═══ Excerpt provided

Parkett No.91 2012
WHO LOOK AT ME?
There is a difference—and it is not small—between the ways she looks at me when she is drawing.
Once (it was her birthday) she arranged me on the sofa: limbs spread, fingers down. No apologies dribbled from her mouth while she worked, and no reserve at all was in her eyes as she pushed into my crevices with her looking. She took in the creases of my knee joints, the heft of my toes, saw geometry in knucklebones. Nostrils, even, were examined that day, as she molded my parts to suit the skeleton of a figure she had seen already in her mind. I saw her face anew then, an expression on it of claim unsheathed that I had not seen before. And when I remember her eyes taking me in, the word that comes to mind is dominion.
But that was only once.
Far more frequently (on days that were not birthdays), we cast uncertain lines out to each other to watch them tangle up; and then we enjoyed the knottiness that comes from two selves intertwining. We brought our own patterns to this play, and then we watched our patterns interweave, sinking slow hooks into one another that started early on and did not come out quickly. On these days, we came together. And then—my pattern—sleep would spin its threads around me, leaving me in its cocoon even as I lay with limbs entwined in lover’s. Her pattern emerged then too and fit seamlessly into the tangle. My eyes would drift open to find her there: moving only barely, having quieted all her shifting, even the scrape scratch of her pencil on paper somehow silenced, as it left my image in its wake. Her eyes hovered then, carefully, not wanting to tousle even a strand of my stillness with her looking. She drew.

══════

What this exercise asks
(a) In the essay "Who Look at Me?", on what occasion did she arrange the narrator on the sofa?
(b) Transcribe the part of the essay "Who Look at Me?" starting at "Once (it was" and ending at "mind is dominion.".

═══ Information supplied

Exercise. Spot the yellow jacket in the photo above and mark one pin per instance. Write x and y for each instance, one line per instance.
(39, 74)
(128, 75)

══════

Answers
(a) On her birthday.

(b)
Once (it was her birthday) she arranged me on the sofa: limbs spread, fingers down. No apologies dribbled from her mouth while she worked, and no reserve at all was in her eyes as she pushed into my crevices with her looking. She took in the creases of my knee joints, the heft of my toes, saw geometry in knucklebones. Nostrils, even, were examined that day, as she molded my parts to suit the skeleton of a figure she had seen already in her mind. I saw her face anew then, an expression on it of claim unsheathed that I had not seen before. And when I remember her eyes taking me in, the word that comes to mind is dominion.